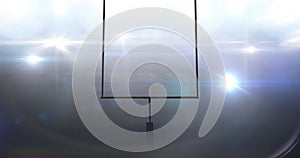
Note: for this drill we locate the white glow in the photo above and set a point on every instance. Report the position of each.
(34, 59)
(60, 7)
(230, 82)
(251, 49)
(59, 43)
^^^^
Recast the data above as a JSON list of strings, one string per line. Leave out blank lines and the pictures.

[
  "Note: for this drill we locate the white glow in the photo above and set a point on every instance. Report the position of each.",
  "(34, 59)",
  "(60, 7)",
  "(230, 82)",
  "(251, 49)",
  "(59, 43)"
]